EXCERPT TO READ: Begin
Q. Tell me a bit about your background, and why you decided to join the U.S. Digital Response.

I’m Reshma — a software engineer and entrepreneur who lives in San Francisco. I’ve built and sold two companies, and have worked in big tech at Facebook, Microsoft, and Box. At the end of 2019, I sold a company and my son was born, so I decided to take some time off. My friend and former colleague who is now the CEO of USDR, Raylene Yung, mentioned she needed volunteers to help state and local governments deal with the COVID-19 crisis. Seeing the extreme need, I decided to volunteer. Our team spent April to June 2020 helping state Departments of Labor improve and grow their unemployment insurance systems in the wake of COVID-19 and the CARES Act.

Q. What are some of the common challenges that states who are running Unemployment Insurance face? What’s the experience from the point of view of the citizen that is filing for UI?

State Departments of Labor struggle to determine whether applicants for UI are eligible to receive benefits. This was not a problem before the pandemic because unemployment was low and there were very few applicants. State employees were able to manually verify documents and interview applicants as needed to determine eligibility. COVID-19 brought three big changes to the UI system that left it broken:

  1. The crisis brought over 35 million new applicants who lost their jobs nationwide. At peak, there were 10 to 50 times more claims than ordinarily seen by a state’s UI system, with the wave of users starting practically overnight.
EXCERPT TO READ: End
EXTRACTED RECORDS: Begin
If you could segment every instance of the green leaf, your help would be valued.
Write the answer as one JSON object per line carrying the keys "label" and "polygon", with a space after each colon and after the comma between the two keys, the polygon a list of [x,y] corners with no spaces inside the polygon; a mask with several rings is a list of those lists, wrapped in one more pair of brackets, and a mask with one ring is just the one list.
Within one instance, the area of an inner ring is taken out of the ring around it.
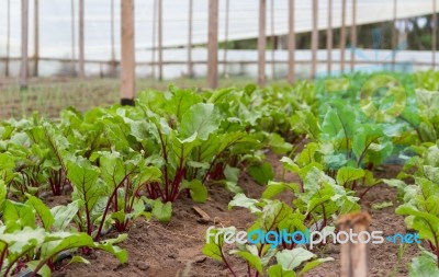
{"label": "green leaf", "polygon": [[248,174],[259,184],[266,185],[270,180],[274,178],[274,172],[271,164],[264,162],[260,165],[251,165],[248,168]]}
{"label": "green leaf", "polygon": [[183,138],[193,134],[202,140],[219,127],[221,116],[213,104],[198,103],[182,115],[179,132]]}
{"label": "green leaf", "polygon": [[363,176],[364,171],[362,169],[345,166],[339,169],[337,172],[337,183],[345,186],[346,184],[362,178]]}
{"label": "green leaf", "polygon": [[207,188],[201,183],[200,180],[192,180],[191,182],[184,180],[180,189],[189,189],[191,198],[195,203],[205,203],[207,199]]}
{"label": "green leaf", "polygon": [[293,270],[303,262],[315,258],[316,255],[305,249],[296,247],[293,250],[283,250],[275,255],[278,264],[282,266],[283,270]]}
{"label": "green leaf", "polygon": [[36,213],[40,216],[41,221],[43,222],[44,229],[46,229],[46,231],[49,231],[52,224],[55,222],[55,219],[50,213],[48,207],[35,196],[26,194],[26,197],[27,197],[26,204],[31,205],[34,208]]}

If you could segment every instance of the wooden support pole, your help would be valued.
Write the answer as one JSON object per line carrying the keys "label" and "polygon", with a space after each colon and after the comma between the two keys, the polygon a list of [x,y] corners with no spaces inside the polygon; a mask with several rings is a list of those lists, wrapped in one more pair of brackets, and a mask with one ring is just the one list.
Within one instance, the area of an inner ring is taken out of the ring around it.
{"label": "wooden support pole", "polygon": [[326,31],[326,48],[328,50],[327,54],[327,71],[328,76],[331,74],[333,71],[333,0],[328,0],[328,28]]}
{"label": "wooden support pole", "polygon": [[274,0],[270,1],[270,33],[271,33],[271,79],[275,79],[275,35],[274,35]]}
{"label": "wooden support pole", "polygon": [[340,71],[345,73],[346,51],[346,0],[341,0],[341,30],[340,30]]}
{"label": "wooden support pole", "polygon": [[158,80],[164,80],[164,0],[158,0]]}
{"label": "wooden support pole", "polygon": [[10,47],[11,47],[11,0],[8,0],[7,7],[7,59],[5,59],[5,71],[4,76],[9,77],[9,55],[10,55]]}
{"label": "wooden support pole", "polygon": [[209,0],[207,85],[218,85],[218,0]]}
{"label": "wooden support pole", "polygon": [[79,77],[86,77],[85,68],[85,25],[83,25],[83,0],[79,0]]}
{"label": "wooden support pole", "polygon": [[396,16],[397,16],[397,0],[393,0],[393,20],[392,20],[392,71],[395,71],[395,62],[396,62],[396,47],[397,47]]}
{"label": "wooden support pole", "polygon": [[311,79],[314,79],[317,73],[317,49],[318,49],[318,0],[313,0],[313,31],[311,37]]}
{"label": "wooden support pole", "polygon": [[156,78],[157,0],[153,0],[151,77]]}
{"label": "wooden support pole", "polygon": [[[369,226],[371,217],[368,212],[349,213],[338,219],[340,240],[346,243],[341,244],[340,259],[341,274],[340,277],[368,277],[369,276],[369,244],[364,243],[369,238]],[[349,240],[349,233],[358,234]],[[337,236],[339,236],[339,233]],[[370,238],[369,238],[370,239]]]}
{"label": "wooden support pole", "polygon": [[121,104],[134,105],[134,0],[121,1]]}
{"label": "wooden support pole", "polygon": [[294,31],[294,1],[289,1],[289,72],[288,81],[295,81],[295,31]]}
{"label": "wooden support pole", "polygon": [[38,77],[40,59],[40,1],[34,0],[34,77]]}
{"label": "wooden support pole", "polygon": [[[227,0],[228,1],[228,0]],[[193,0],[189,0],[189,24],[188,24],[188,77],[193,77],[192,65],[192,18],[193,18]]]}
{"label": "wooden support pole", "polygon": [[226,16],[224,26],[224,57],[223,57],[223,76],[228,77],[227,71],[227,50],[228,50],[228,13],[229,13],[229,0],[226,0]]}
{"label": "wooden support pole", "polygon": [[258,84],[266,85],[266,19],[267,0],[259,0]]}
{"label": "wooden support pole", "polygon": [[71,74],[76,76],[76,33],[75,33],[75,0],[70,1],[71,5]]}
{"label": "wooden support pole", "polygon": [[350,27],[350,71],[356,68],[356,48],[357,48],[357,0],[352,0],[352,24]]}
{"label": "wooden support pole", "polygon": [[438,12],[437,12],[437,3],[436,0],[432,0],[432,34],[431,34],[431,51],[432,51],[432,59],[431,59],[431,67],[432,70],[436,70],[436,50],[438,45]]}
{"label": "wooden support pole", "polygon": [[29,77],[29,0],[21,0],[21,68],[20,68],[20,88],[27,89]]}

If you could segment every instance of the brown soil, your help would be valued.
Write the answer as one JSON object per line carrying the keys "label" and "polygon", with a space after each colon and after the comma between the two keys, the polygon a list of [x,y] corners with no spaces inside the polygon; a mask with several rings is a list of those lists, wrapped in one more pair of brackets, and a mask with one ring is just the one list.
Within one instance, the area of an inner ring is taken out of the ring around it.
{"label": "brown soil", "polygon": [[[282,171],[279,158],[271,154],[268,158],[279,177]],[[394,177],[399,170],[399,165],[386,165],[384,171],[376,172],[376,174],[379,177],[389,178]],[[294,181],[295,176],[288,175],[286,178]],[[263,191],[262,186],[257,185],[245,174],[241,175],[239,183],[248,197],[259,198]],[[251,224],[254,217],[247,210],[237,208],[228,210],[227,205],[233,198],[230,193],[218,185],[210,185],[209,193],[207,203],[196,204],[196,206],[207,212],[214,219],[214,223],[224,227],[235,226],[238,230],[246,230]],[[288,200],[291,199],[291,196],[282,196],[282,198]],[[370,208],[372,204],[382,201],[392,201],[394,206],[382,210]],[[193,210],[194,205],[190,199],[179,199],[173,205],[172,220],[167,224],[138,220],[130,230],[128,239],[120,245],[128,252],[127,264],[119,265],[111,255],[97,252],[89,257],[90,266],[68,265],[56,272],[54,276],[230,276],[223,264],[206,258],[201,253],[205,230],[214,223],[202,222],[200,216]],[[394,213],[397,204],[396,192],[393,188],[380,186],[370,191],[364,197],[362,206],[373,219],[373,230],[382,230],[384,235],[405,232],[403,218]],[[405,264],[417,254],[417,247],[408,246],[402,261],[397,261],[397,244],[389,242],[371,244],[372,276],[407,276]],[[307,276],[338,276],[339,251],[340,245],[326,245],[319,250],[317,255],[331,256],[335,261],[315,268]],[[247,276],[246,266],[240,261],[230,258],[230,262],[238,276]],[[390,275],[394,268],[396,268],[394,274]]]}

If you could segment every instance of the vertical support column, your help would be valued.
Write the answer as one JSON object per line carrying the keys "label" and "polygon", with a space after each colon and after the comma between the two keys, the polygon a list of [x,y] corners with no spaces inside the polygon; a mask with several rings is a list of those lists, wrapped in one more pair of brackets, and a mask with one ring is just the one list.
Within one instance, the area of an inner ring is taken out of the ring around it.
{"label": "vertical support column", "polygon": [[328,0],[328,28],[326,31],[326,48],[327,48],[327,71],[331,76],[333,71],[333,0]]}
{"label": "vertical support column", "polygon": [[266,85],[266,22],[267,0],[259,0],[258,84]]}
{"label": "vertical support column", "polygon": [[209,0],[207,86],[218,85],[218,0]]}
{"label": "vertical support column", "polygon": [[392,71],[395,71],[396,62],[396,45],[397,45],[397,33],[396,33],[396,16],[397,16],[397,0],[393,0],[393,20],[392,20]]}
{"label": "vertical support column", "polygon": [[76,76],[76,38],[75,38],[75,0],[70,1],[71,9],[71,74]]}
{"label": "vertical support column", "polygon": [[225,26],[224,26],[224,57],[223,57],[223,74],[224,77],[228,77],[227,71],[227,50],[228,50],[228,13],[229,13],[229,0],[226,0],[226,18],[225,18]]}
{"label": "vertical support column", "polygon": [[110,21],[111,21],[111,77],[115,78],[116,77],[116,53],[115,53],[115,46],[114,46],[114,0],[111,0],[111,14],[110,14]]}
{"label": "vertical support column", "polygon": [[270,33],[271,33],[271,79],[275,79],[275,35],[274,35],[274,0],[270,1]]}
{"label": "vertical support column", "polygon": [[189,0],[189,23],[188,23],[188,77],[189,78],[193,77],[193,67],[192,67],[192,16],[193,16],[193,0]]}
{"label": "vertical support column", "polygon": [[21,0],[21,69],[20,89],[27,89],[29,65],[27,65],[27,36],[29,36],[29,0]]}
{"label": "vertical support column", "polygon": [[10,55],[10,47],[11,47],[11,0],[8,0],[7,7],[8,18],[7,18],[7,61],[5,61],[5,71],[4,76],[9,77],[9,55]]}
{"label": "vertical support column", "polygon": [[432,59],[431,59],[431,67],[432,70],[436,70],[436,50],[438,44],[438,12],[437,12],[437,3],[436,0],[432,0],[432,34],[431,34],[431,51],[432,51]]}
{"label": "vertical support column", "polygon": [[345,73],[346,51],[346,0],[341,0],[341,30],[340,30],[340,71]]}
{"label": "vertical support column", "polygon": [[311,79],[314,79],[317,73],[317,48],[318,48],[318,0],[313,0],[313,32],[311,37]]}
{"label": "vertical support column", "polygon": [[34,0],[34,77],[38,77],[40,61],[40,1]]}
{"label": "vertical support column", "polygon": [[83,0],[79,0],[79,77],[86,77],[85,50],[83,50]]}
{"label": "vertical support column", "polygon": [[295,81],[295,30],[294,30],[294,1],[289,1],[289,72],[288,81]]}
{"label": "vertical support column", "polygon": [[158,80],[164,80],[164,0],[158,0]]}
{"label": "vertical support column", "polygon": [[121,104],[134,105],[134,0],[121,1]]}
{"label": "vertical support column", "polygon": [[357,0],[352,0],[352,24],[350,27],[350,71],[356,68],[356,48],[357,48]]}
{"label": "vertical support column", "polygon": [[[371,218],[368,212],[349,213],[342,216],[337,221],[341,240],[348,240],[348,243],[341,244],[341,277],[368,277],[369,276],[369,244],[361,243],[369,238],[369,226]],[[349,233],[357,233],[354,239],[349,241]],[[368,235],[363,235],[368,232]],[[367,236],[367,238],[364,238]]]}

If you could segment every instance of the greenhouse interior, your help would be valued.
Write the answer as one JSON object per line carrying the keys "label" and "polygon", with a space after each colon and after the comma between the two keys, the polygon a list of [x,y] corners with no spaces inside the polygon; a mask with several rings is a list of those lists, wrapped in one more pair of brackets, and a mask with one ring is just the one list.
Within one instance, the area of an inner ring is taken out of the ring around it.
{"label": "greenhouse interior", "polygon": [[439,277],[439,0],[0,0],[0,277]]}

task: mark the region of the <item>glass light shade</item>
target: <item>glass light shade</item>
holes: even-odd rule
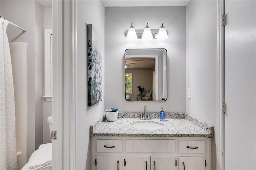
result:
[[[161,28],[159,29],[157,38],[160,40],[166,40],[168,38],[168,35],[166,30],[164,27]]]
[[[150,40],[153,38],[153,36],[149,28],[145,28],[144,29],[142,38],[143,40]]]
[[[130,40],[136,40],[138,38],[136,32],[134,28],[130,28],[128,30],[126,39]]]

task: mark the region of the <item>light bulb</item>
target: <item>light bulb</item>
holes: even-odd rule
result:
[[[164,26],[164,23],[162,24],[162,26],[159,29],[158,34],[156,36],[156,38],[160,40],[166,40],[168,38],[168,35],[167,35],[167,32]]]
[[[150,30],[149,27],[148,26],[148,23],[147,23],[147,25],[145,27],[145,28],[144,28],[142,38],[143,40],[150,40],[153,38],[151,30]]]
[[[126,36],[126,39],[129,40],[136,40],[137,38],[138,37],[137,36],[137,34],[135,31],[135,29],[132,26],[132,25],[130,27],[129,30],[128,30],[128,33]]]

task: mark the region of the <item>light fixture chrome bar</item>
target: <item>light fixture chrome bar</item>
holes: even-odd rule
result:
[[[152,35],[153,36],[153,38],[156,39],[156,36],[157,34],[158,34],[159,30],[151,30],[151,32],[152,33]],[[135,31],[136,31],[136,34],[137,34],[138,38],[141,39],[141,38],[142,36],[142,35],[143,34],[143,31],[144,31],[144,30],[135,30]],[[126,30],[124,33],[124,36],[126,37],[127,36],[128,33],[128,30]]]

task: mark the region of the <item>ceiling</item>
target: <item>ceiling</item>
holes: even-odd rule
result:
[[[186,6],[190,0],[102,0],[106,7]]]
[[[52,6],[52,0],[36,0],[44,7]],[[106,7],[186,6],[190,0],[102,0]]]
[[[51,7],[52,0],[36,0],[36,1],[44,7]]]

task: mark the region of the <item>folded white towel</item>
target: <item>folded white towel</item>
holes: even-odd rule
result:
[[[40,145],[35,156],[28,162],[28,169],[42,168],[51,164],[52,150],[52,143]]]
[[[51,170],[52,168],[52,164],[51,163],[48,165],[36,168],[35,170]]]
[[[32,154],[30,157],[29,158],[28,160],[28,162],[27,163],[26,165],[23,166],[23,167],[21,169],[21,170],[28,170],[28,162],[29,162],[31,160],[34,159],[33,158],[34,158],[36,154],[36,153],[37,153],[37,151],[38,150],[36,150],[34,151],[34,152]]]

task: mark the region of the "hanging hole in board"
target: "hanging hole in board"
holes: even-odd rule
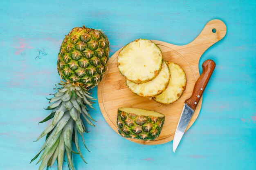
EXTRACTED RECORDS: End
* THINGS TO DO
A – Retype the passage of the interview about unemployment insurance that begins at the words "State Departments of Labor struggle" and stops after "starting practically overnight.".
B – Summarize the interview about unemployment insurance in two sentences.
C – Carry on the interview about unemployment insurance from the point where it stops.

* RESULTS IN ORDER
A –
State Departments of Labor struggle to determine whether applicants for UI are eligible to receive benefits. This was not a problem before the pandemic because unemployment was low and there were very few applicants. State employees were able to manually verify documents and interview applicants as needed to determine eligibility. COVID-19 brought three big changes to the UI system that left it broken:

  1. The crisis brought over 35 million new applicants who lost their jobs nationwide. At peak, there were 10 to 50 times more claims than ordinarily seen by a state’s UI system, with the wave of users starting practically overnight.

B – Reshma, a software engineer and entrepreneur in San Francisco, joined the U.S. Digital Response as a volunteer after its CEO, Raylene Yung, said state and local governments needed help with the COVID-19 crisis, and Reshma's team spent April to June 2020 helping state Departments of Labor improve and grow their unemployment insurance systems. According to Reshma, states struggle to determine whether UI applicants are eligible, which employees could handle manually before the pandemic, but COVID-19 brought changes that broke the system, beginning with over 35 million new applicants nationwide.

C –
  2. The CARES Act made applicants eligible for 13 more weeks of unemployment insurance funded by the federal government through a program called Pandemic Emergency Unemployment Compensation (PEUC).
  3. The CARES Act expanded UI to those who were self-employed through a program called Pandemic Unemployment Assistance (PUA). This population had never been eligible for UI before.

These changes drastically impacted the applicant experience in three ways:

  1. What should I apply for? Applicants don’t understand which program they are eligible for, leaving them confused about how to apply. Many states do not have a unified application and require self-selection into the UI, PEUC, and PUA programs. Because they struggled to do eligibility checks, many states required applicants to submit a regular UI application, be rejected, and then apply for PUA. This process often took many weeks and caused great confusion. Phone lines were jammed and applicants were left to apply and reapply through trial and error. Some states, like New York and California, invested in a unified application, which helped reduce confusion, but most continue to use a separate application process.
  2. What’s taking so long? Once an application is submitted, approximately ⅓ to ½ are flagged for manual review for reasons related to eligibility. Manual review includes answering questions like:
    - Is this person who they say they are?
    - Are they a citizen or qualified alien?
    - Did they actually lose their job due to a layoff?
    - Did they receive any kind of wages?
    - Did they have wages in another state?

A customer service representative must compile additional documentation for all of these cases. With such a large amount, the follow-up process often takes 3 weeks or more. The wait times are especially bad for people who have to apply twice: once for regular UI, for which they were rejected (and often expected to be rejected), and then for PUA. Many applications in manual review have to submit extra documentation (like a driver’s license or paystub) by mail or fax, which takes even longer to collect and process.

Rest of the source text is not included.